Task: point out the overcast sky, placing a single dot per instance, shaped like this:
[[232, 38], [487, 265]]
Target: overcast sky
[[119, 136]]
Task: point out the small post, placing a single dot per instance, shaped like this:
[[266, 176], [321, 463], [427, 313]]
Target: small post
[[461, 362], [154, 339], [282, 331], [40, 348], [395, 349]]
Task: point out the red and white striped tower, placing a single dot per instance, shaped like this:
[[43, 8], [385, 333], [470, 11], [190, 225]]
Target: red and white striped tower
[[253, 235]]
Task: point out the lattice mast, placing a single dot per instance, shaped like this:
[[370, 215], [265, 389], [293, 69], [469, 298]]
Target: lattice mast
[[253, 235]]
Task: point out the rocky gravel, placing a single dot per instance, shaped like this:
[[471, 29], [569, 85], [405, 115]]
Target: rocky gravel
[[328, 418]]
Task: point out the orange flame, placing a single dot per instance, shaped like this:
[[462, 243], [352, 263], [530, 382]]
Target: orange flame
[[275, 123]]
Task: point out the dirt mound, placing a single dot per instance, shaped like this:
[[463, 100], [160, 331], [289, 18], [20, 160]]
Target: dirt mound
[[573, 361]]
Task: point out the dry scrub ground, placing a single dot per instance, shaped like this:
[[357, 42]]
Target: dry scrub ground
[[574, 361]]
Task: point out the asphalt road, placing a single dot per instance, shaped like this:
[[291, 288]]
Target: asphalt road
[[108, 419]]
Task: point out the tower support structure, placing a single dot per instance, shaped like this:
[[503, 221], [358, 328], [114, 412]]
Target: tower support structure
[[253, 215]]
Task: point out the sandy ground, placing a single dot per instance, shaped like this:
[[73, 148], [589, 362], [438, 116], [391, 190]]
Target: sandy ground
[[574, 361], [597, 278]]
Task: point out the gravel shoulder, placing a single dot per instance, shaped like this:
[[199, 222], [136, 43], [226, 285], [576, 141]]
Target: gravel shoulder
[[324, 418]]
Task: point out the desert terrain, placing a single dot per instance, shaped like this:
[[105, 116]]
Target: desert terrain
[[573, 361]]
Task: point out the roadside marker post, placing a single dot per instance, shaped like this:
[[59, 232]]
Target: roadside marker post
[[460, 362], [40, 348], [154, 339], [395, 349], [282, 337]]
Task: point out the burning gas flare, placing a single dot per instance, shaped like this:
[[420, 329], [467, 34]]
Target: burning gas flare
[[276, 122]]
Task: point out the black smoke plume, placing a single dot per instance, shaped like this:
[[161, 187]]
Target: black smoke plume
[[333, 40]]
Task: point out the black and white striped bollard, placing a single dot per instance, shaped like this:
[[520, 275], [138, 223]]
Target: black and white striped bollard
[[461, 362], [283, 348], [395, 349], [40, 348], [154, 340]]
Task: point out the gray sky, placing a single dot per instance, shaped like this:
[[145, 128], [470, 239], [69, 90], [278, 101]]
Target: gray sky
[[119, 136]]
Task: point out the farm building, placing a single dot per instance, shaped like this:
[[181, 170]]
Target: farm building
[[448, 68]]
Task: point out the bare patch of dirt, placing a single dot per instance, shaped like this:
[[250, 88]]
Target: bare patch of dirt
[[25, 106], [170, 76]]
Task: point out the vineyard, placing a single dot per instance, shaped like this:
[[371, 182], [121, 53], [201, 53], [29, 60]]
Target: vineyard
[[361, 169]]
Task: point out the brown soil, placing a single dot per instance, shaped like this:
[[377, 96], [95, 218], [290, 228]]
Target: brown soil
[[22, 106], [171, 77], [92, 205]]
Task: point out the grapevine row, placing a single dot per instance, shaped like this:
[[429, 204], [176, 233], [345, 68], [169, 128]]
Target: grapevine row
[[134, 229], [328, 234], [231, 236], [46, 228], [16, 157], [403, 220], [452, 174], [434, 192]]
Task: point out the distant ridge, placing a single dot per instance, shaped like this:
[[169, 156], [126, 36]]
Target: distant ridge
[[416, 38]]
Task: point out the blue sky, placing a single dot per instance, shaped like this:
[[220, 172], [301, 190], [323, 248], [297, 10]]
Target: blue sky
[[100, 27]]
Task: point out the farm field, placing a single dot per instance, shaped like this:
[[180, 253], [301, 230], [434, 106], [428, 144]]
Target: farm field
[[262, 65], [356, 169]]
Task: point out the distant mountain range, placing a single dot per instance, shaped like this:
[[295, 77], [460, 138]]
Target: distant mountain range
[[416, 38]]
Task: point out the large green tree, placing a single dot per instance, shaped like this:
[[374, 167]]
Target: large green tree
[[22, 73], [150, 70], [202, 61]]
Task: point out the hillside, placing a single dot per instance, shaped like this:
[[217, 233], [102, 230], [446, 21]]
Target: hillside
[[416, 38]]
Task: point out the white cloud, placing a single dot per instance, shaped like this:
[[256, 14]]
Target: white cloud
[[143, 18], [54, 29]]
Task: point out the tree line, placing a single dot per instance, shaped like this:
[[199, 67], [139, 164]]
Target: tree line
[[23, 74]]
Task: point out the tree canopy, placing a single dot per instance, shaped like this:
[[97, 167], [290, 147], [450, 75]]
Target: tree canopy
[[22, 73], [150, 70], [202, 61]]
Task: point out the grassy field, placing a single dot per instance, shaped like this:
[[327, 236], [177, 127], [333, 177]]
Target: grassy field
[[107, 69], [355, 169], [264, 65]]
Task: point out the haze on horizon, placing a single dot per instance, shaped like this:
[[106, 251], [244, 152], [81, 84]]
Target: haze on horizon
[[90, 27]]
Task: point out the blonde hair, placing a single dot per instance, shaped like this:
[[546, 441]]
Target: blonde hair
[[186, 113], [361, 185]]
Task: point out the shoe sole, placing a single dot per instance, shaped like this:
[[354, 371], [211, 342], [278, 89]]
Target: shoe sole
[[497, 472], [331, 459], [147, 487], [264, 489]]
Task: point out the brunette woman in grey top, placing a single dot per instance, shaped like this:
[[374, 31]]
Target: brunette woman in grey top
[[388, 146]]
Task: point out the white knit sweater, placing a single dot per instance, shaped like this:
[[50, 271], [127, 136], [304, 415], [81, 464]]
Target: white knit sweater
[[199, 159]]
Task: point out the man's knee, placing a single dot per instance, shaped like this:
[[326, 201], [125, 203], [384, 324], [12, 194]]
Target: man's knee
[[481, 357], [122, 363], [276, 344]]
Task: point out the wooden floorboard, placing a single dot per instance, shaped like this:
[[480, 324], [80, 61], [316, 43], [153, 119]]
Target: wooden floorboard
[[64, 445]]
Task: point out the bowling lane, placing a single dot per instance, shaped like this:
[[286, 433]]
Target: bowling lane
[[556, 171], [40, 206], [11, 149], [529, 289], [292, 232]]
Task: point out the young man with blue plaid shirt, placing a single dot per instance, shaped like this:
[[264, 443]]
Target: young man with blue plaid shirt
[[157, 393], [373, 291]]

# # # #

◆ **Task prompt**
Convert the listing above into a numbered list, leaving out any blank lines.

◆ **Solved problem**
1. Task: point out the overcast sky, placing a single dot per instance, shaped like this:
2. [[232, 38], [487, 265]]
3. Target: overcast sky
4. [[119, 136]]
5. Task: point out the small post, placing a single dot per instance, shaped like this:
6. [[266, 176], [321, 463], [427, 313]]
7. Target: small post
8. [[461, 362], [154, 339], [282, 331], [40, 348], [395, 349]]
9. Task: point out the red and white striped tower, placing a single dot per instance, shaped like this:
10. [[43, 8], [385, 333], [470, 11], [190, 225]]
11. Target: red and white striped tower
12. [[253, 235]]
13. Task: point out the lattice mast, placing a single dot per instance, shaped like this:
14. [[370, 215], [265, 389], [293, 69], [469, 298]]
15. Target: lattice mast
16. [[253, 235]]
17. Task: point out the rocky gravel, placing a single dot per instance, shaped like this:
18. [[471, 29], [569, 85], [405, 115]]
19. Target: rocky gravel
20. [[328, 418]]
21. Task: point out the orange flame, placing a single dot per instance, shaped like this:
22. [[462, 243], [352, 263], [530, 382]]
23. Target: orange flame
24. [[275, 123]]
25. Task: point out the dirt mound, placing a single dot per instance, shaped like this:
26. [[463, 100], [160, 331], [289, 18], [20, 160]]
27. Target: dirt mound
28. [[573, 361]]
29. Task: point out the dry scrub ground, placing a single dot per instance, shaped like this:
30. [[357, 42]]
31. Target: dry scrub ground
32. [[574, 361]]
33. Task: point out the asphalt road, placing a single dot per instance, shaped like this:
34. [[291, 288]]
35. Target: asphalt road
36. [[108, 419]]
37. Task: point out the tower support structure, placing a single dot per instance, shaped like this:
38. [[503, 221], [358, 328], [114, 412]]
39. Target: tower support structure
40. [[253, 215]]
41. Task: point out the sandy ground, placing a single dot per instance, shaped like this:
42. [[73, 148], [589, 362], [438, 116], [391, 190]]
43. Target: sandy ground
44. [[574, 361], [597, 278]]
45. Task: point out the gravel shoulder, placing a single dot per instance, shaped like this:
46. [[199, 222], [136, 43], [226, 285], [576, 141]]
47. Target: gravel shoulder
48. [[324, 418]]
49. Task: point out the desert terrain, placing a single dot per instance, shaped like this:
50. [[105, 116]]
51. Target: desert terrain
52. [[573, 361]]
53. Task: point out the roadside marker post, placing a single dot per instance, shaped like this:
54. [[59, 232]]
55. Target: roadside marker post
56. [[460, 362], [40, 348], [154, 339], [395, 349], [282, 337]]
57. Task: point out the burning gas flare, placing a single dot per instance, shaped like this:
58. [[420, 329], [467, 34]]
59. Target: burning gas flare
60. [[276, 122]]
61. Task: point out the black smoke plume, placing a single dot per instance, shaped like this:
62. [[161, 187]]
63. Target: black smoke plume
64. [[333, 40]]
65. Task: point out the black and white striped bollard, placing a single dot per instance, shaped like this:
66. [[520, 275], [138, 223]]
67. Target: black and white striped bollard
68. [[461, 362], [283, 348], [395, 349], [40, 348], [154, 340]]
69. Task: point out the gray sky, placing a single dot per instance, shaped like this:
70. [[145, 128], [470, 239], [69, 90], [278, 101]]
71. Target: gray sky
72. [[119, 136]]
73. Task: point out the farm building, placing a single dot per instance, shaped like this:
74. [[181, 170]]
75. Target: farm building
76. [[448, 68]]
77. Task: point out the bare patch of dirt, placing a single dot per instance, shaped like this:
78. [[250, 88]]
79. Target: bare patch of dirt
80. [[25, 106], [170, 76]]
81. Task: point out the vineyard, placing a single dot per instance, shaped like this:
82. [[371, 182], [121, 53], [201, 53], [29, 60]]
83. Target: vineyard
84. [[361, 169]]
85. Task: point out the brown soil, placing a single dot per instance, shaped like this:
86. [[377, 96], [95, 218], [290, 228]]
87. Target: brown soil
88. [[22, 106], [171, 77], [92, 205]]
89. Task: point out the grapevine row, placing a single dot per instance, shaped like this:
90. [[429, 204], [176, 233], [345, 68], [169, 128]]
91. Target: grapevine row
92. [[134, 229], [328, 234], [231, 236], [46, 228], [16, 157], [403, 220], [452, 174], [434, 192]]
93. Task: point out the distant ridge, placing a single dot per instance, shaped like this:
94. [[169, 156], [126, 36]]
95. Target: distant ridge
96. [[416, 38]]
97. Task: point out the blue sky, placing a single dot per instance, shaped like this:
98. [[220, 172], [301, 190], [323, 248], [297, 10]]
99. Target: blue sky
100. [[100, 27]]
101. Task: point out the farm field, placing a single dot per instance, shaped like this:
102. [[180, 253], [301, 230], [434, 106], [428, 144]]
103. Target: farm field
104. [[262, 65], [356, 169]]
105. Task: point out the distant mountain range, placing a single dot per instance, shaped like this:
106. [[295, 77], [460, 138]]
107. Target: distant mountain range
108. [[416, 38]]
109. Task: point out the large green tree, placing a single dot per instance, shaped like this:
110. [[374, 167]]
111. Target: large green tree
112. [[22, 73], [150, 70], [202, 61]]
113. Task: point out the hillside, placing a single dot per instance, shaped like this:
114. [[217, 233], [102, 230], [446, 21]]
115. Target: hillside
116. [[416, 38]]
117. Task: point out the white cloud, placing a single dot per instance, shaped like this:
118. [[256, 14]]
119. Target: white cloud
120. [[143, 18], [54, 29]]
121. Task: point out the tree line, placing a single dot per instance, shaped like this:
122. [[199, 67], [139, 164]]
123. Target: tree line
124. [[23, 74]]
125. Task: point out the tree canopy, placing a single dot per instance, shaped like this:
126. [[97, 167], [290, 147], [450, 75]]
127. Target: tree canopy
128. [[22, 73], [150, 70], [202, 61]]
129. Task: point out the grassy field, placing a single dot per instance, shaped like this:
130. [[327, 236], [177, 127], [333, 177]]
131. Target: grassy field
132. [[107, 69], [355, 169], [264, 65]]
133. Task: point out the haze on horizon, placing a single dot per instance, shaped like this:
134. [[106, 251], [244, 152], [81, 84]]
135. Target: haze on horizon
136. [[90, 27]]
137. Task: point out the blonde hair, placing a single dot per instance, shaped like this:
138. [[546, 441]]
139. Target: blonde hair
140. [[186, 113], [361, 185]]
141. Task: point out the shoe sole, placing a single dot per instance, shaped like this:
142. [[354, 371], [211, 342], [278, 89]]
143. Target: shoe sole
144. [[497, 472], [331, 459], [147, 487], [264, 489]]
145. Task: point out the brunette woman in grey top, placing a single dot per instance, shaped like this:
146. [[374, 31]]
147. Target: brunette woman in grey top
148. [[388, 146]]
149. Task: point out the white knit sweater, placing a single dot per instance, shaped like this:
150. [[50, 271], [127, 136], [304, 415], [81, 464]]
151. Target: white knit sweater
152. [[199, 159]]
153. Task: point out the man's knee, placing a single dot per instance, shaped like this:
154. [[326, 201], [125, 203], [384, 324], [12, 194]]
155. Target: man's knee
156. [[481, 357], [122, 363], [276, 344]]
157. Task: point out the wooden floorboard, placing a single dot per instance, shaped like this:
158. [[480, 324], [80, 61], [316, 43], [153, 119]]
159. Target: wooden floorboard
160. [[64, 445]]
161. Task: point out the bowling lane, placing a single dot per instance, shaped like this:
162. [[286, 433]]
163. Target: bowling lane
164. [[556, 171], [40, 206], [11, 149], [529, 289], [292, 232]]
165. Task: point out the young man with blue plaid shirt, placing a single dot per instance, shaped like this:
166. [[264, 443]]
167. Target: young man with blue plaid shirt
168. [[157, 393], [373, 291]]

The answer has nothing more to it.